-- DATASET RECORDS follows --
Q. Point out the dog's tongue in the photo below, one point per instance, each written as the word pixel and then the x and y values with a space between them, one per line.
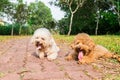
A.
pixel 80 55
pixel 39 47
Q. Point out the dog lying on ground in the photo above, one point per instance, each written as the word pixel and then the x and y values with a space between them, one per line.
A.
pixel 86 51
pixel 45 44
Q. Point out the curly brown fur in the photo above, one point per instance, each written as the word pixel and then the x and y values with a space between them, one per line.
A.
pixel 90 51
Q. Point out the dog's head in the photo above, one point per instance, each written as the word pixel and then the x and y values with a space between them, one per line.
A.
pixel 41 38
pixel 83 44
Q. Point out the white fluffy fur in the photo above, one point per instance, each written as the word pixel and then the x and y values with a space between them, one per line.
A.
pixel 44 37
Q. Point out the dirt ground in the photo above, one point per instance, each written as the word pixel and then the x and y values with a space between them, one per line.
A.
pixel 18 62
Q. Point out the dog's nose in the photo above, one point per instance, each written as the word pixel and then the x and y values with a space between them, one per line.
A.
pixel 37 43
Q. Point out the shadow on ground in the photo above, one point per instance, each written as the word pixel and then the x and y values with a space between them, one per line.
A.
pixel 19 62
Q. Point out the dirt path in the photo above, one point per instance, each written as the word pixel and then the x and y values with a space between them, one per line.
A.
pixel 18 62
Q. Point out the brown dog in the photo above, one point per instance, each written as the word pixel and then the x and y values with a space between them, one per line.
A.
pixel 86 51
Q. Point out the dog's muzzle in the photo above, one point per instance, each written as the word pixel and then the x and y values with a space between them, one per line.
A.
pixel 39 45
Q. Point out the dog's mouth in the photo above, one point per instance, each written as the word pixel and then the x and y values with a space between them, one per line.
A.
pixel 39 45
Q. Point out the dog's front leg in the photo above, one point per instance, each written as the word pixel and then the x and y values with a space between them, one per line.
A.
pixel 52 56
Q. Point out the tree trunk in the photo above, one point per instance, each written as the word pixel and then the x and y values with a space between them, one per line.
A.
pixel 96 29
pixel 12 30
pixel 20 29
pixel 70 26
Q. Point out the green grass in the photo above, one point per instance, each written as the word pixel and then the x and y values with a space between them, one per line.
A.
pixel 111 42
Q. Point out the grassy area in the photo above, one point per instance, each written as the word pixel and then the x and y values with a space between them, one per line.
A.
pixel 111 42
pixel 5 38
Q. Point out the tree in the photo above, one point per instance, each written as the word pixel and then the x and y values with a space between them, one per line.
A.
pixel 73 10
pixel 40 15
pixel 21 14
pixel 115 5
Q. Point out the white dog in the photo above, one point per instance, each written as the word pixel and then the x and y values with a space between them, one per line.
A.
pixel 45 44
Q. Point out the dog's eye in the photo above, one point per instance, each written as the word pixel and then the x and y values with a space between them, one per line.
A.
pixel 43 38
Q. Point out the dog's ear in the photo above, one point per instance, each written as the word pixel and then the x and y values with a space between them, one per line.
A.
pixel 32 40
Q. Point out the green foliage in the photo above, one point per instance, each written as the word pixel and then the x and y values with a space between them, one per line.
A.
pixel 111 42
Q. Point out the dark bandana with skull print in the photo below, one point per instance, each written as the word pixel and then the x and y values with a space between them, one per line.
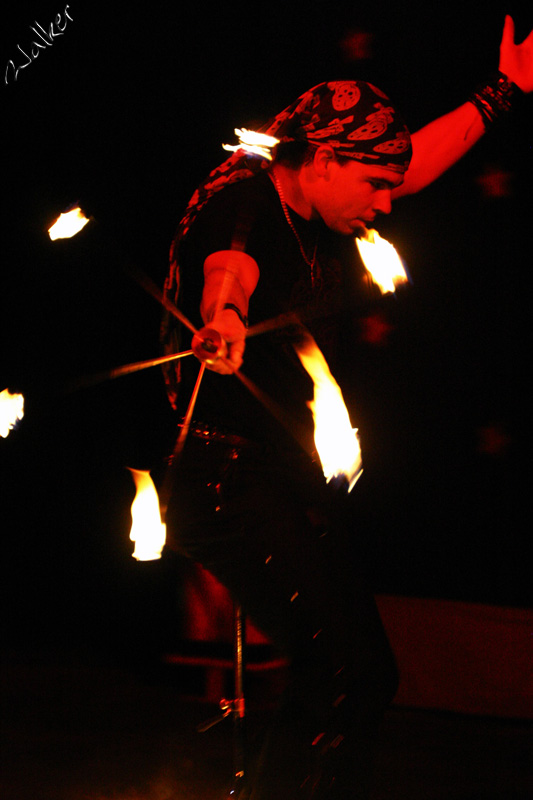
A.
pixel 354 117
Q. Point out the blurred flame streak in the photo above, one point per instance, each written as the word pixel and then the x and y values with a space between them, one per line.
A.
pixel 11 411
pixel 253 142
pixel 147 530
pixel 68 224
pixel 381 261
pixel 336 441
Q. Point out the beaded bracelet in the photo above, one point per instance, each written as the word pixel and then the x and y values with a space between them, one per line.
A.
pixel 495 98
pixel 233 307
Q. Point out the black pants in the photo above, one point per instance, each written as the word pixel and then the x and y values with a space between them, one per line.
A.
pixel 281 541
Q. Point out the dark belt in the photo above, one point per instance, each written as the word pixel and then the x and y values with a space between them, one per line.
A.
pixel 216 433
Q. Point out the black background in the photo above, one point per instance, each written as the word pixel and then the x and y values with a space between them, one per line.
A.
pixel 125 113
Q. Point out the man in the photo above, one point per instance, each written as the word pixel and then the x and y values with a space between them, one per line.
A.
pixel 262 240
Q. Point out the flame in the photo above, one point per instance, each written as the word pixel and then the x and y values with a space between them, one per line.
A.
pixel 253 142
pixel 381 261
pixel 11 410
pixel 336 441
pixel 147 530
pixel 68 224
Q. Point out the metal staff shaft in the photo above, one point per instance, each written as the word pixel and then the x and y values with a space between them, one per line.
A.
pixel 117 372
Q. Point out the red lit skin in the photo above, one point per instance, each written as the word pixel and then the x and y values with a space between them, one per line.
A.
pixel 347 197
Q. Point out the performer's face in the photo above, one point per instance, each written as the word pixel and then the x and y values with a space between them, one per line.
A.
pixel 349 195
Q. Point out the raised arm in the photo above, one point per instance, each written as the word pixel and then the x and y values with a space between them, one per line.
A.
pixel 439 145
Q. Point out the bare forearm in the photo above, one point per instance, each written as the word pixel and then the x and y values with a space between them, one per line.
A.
pixel 229 277
pixel 439 145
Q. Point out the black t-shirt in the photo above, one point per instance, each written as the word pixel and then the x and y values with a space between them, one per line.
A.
pixel 250 212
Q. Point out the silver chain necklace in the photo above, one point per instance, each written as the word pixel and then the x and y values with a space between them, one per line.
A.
-- DATASET RECORDS concluded --
Leave out the pictures and copy everything else in the records word for word.

SOLUTION FOR THIS EXERCISE:
Q. Point out the dog's tongue in the photo below, one point per instance, each written as the word pixel and then the x and y values with a space between them, one per line.
A.
pixel 80 55
pixel 39 47
Q. Point out the dog lying on ground in the photo above, one point per instance, each written as the word pixel and then the x and y values with a space between them, one per line.
A.
pixel 86 51
pixel 45 44
Q. Point out the curly brown fur in the photo above, one point per instance, each written as the word pixel and then the x and y values with a space between them, one per line.
A.
pixel 90 51
Q. Point out the dog's head in the photo above, one point per instance, each written as the word pixel and then the x and y values with a space between them, one per line.
A.
pixel 41 38
pixel 83 44
Q. Point out the white fluffy fur in the photo above, one point per instance, each written as the word pixel and then the x and y values with a space between them, one per line.
A.
pixel 44 37
Q. Point out the dirt ground in the photo above, one point per instance, each written as the word pixel and then the x and y values with a space between them, one per line.
A.
pixel 18 62
Q. Point out the dog's nose in the photo above, one point per instance, each written as the word pixel and then the x and y values with a space between them, one per line.
A.
pixel 37 43
Q. Point out the shadow on ground in the photo above, one point per instance, each written as the word pixel and then the x and y values with a space between them, one per line.
A.
pixel 19 62
Q. Point out the dirt path in the photo above, one point per instance, each written as the word pixel and then the x and y values with a space between them, one per line.
A.
pixel 18 62
Q. Point out the brown dog in the photo above, one point per instance, each written as the word pixel and then the x and y values with a space between them, one per line.
A.
pixel 86 51
Q. Point out the dog's muzzle in the photo above, one point per instance, each written as the word pixel and then the x and y values with a space between them, one per line.
A.
pixel 39 45
Q. Point out the dog's mouth in the photo above, one point per instance, each written as the word pixel and then the x and y values with a space between them, one per line.
A.
pixel 39 45
Q. Point out the dog's front leg in the photo above, one point per instance, each written as the word pixel and then the x and y values with a space between them, one per line.
A.
pixel 52 56
Q. Point out the tree trunk in the photo above, one point per instance, each written as the word pixel and then the x and y values with a space between them, one per line.
A.
pixel 96 29
pixel 12 30
pixel 20 29
pixel 70 26
Q. Point out the green grass in the photo above, one point per instance, each written as the word pixel and then the x and y values with a space between them, one per line.
A.
pixel 111 42
Q. Point out the grassy area in the photo above, one point per instance, each written as the word pixel and then the x and y values with a space between them, one per line.
A.
pixel 111 42
pixel 5 38
Q. Point out the tree in the photo above, one point per instance, each written as the word pixel and then the x and y values with a space between them, one per line.
A.
pixel 73 10
pixel 40 15
pixel 21 14
pixel 115 5
Q. Point out the white dog in the photo above, one point per instance, each written as the word pixel and then the x and y values with a space between them, one per line.
A.
pixel 45 44
Q. Point out the dog's eye in the photo above, one point per instance, each written as the word pixel and then the x and y values with a space between them, one per line.
A.
pixel 43 38
Q. Point out the dog's ear in the photo above, one point per instance, each written as the word pixel and then the x and y values with a space between them, one per line.
A.
pixel 32 40
Q. Point out the green foliage in the photo above, one point per instance, each written as the word pixel and then the x and y values with a space between them, one per line.
A.
pixel 111 42
Q. Point out the dark bandana with skull print in the photo below, one point per instance, each written as the word pixel and then the x and y values with a space between them, one per line.
A.
pixel 354 117
Q. Point out the blurred flame streak in the photo above, one point per instance, each written as the word pixel and then the x and y values with a space between them, one per line.
A.
pixel 11 411
pixel 253 142
pixel 147 530
pixel 68 224
pixel 381 261
pixel 336 441
Q. Point out the beaded bracelet in the photo above, one point per instance, each written as the word pixel and then the x and y values with a space between them, one per line.
A.
pixel 495 98
pixel 233 307
Q. Point out the black pants in the photo above, one point per instance, each written as the word pixel and then the x and y values with a space between them, one per line.
A.
pixel 281 541
Q. Point out the dark belt in the photo above, one point per instance, each written as the word pixel and then the x and y values with a space between them, one per line.
A.
pixel 216 433
Q. Point out the black background in the photo above, one point per instance, each written as the word pixel and then the x and y values with a space between them, one per line.
A.
pixel 125 113
Q. Point out the man in the photo above, one point per instance, each written as the word pixel and then the x and y values with a space between them, one per line.
A.
pixel 262 240
Q. Point out the flame in the photo above, one point per instance, each written as the word pixel and then the x and y values with a space between them, one per line.
A.
pixel 253 142
pixel 381 261
pixel 11 410
pixel 336 441
pixel 147 530
pixel 68 224
Q. Point out the metal staff shaft in the photo above, one point per instance, each written as the word pixel and then the x and y values with a space between them, one per line.
A.
pixel 117 372
Q. Point out the red lit skin in the photo above, one point per instance, each written as the word pixel and then the x and y values with a space between them, one per line.
A.
pixel 347 197
Q. Point out the performer's face in the photo above, one point per instance, each written as the word pixel and then the x and y values with a space between them, one per line.
A.
pixel 349 195
Q. Point out the raised arm in the photo above, one point per instance, each written as the word pixel and then the x and y values with a space between them, one per line.
A.
pixel 439 145
Q. Point out the bare forearm in the photo above, one point per instance, each written as the word pixel and then the x and y values with a space between them, one per line.
A.
pixel 229 277
pixel 439 145
Q. Point out the black t-shirt in the photo above, one point per instance, each written as the word pixel and then the x and y values with a space between them, one per line.
A.
pixel 250 212
Q. Point out the silver chain necklace in the photo above, one point per instance, each written as the word pixel and then the x and y values with a space between them, one per line.
A.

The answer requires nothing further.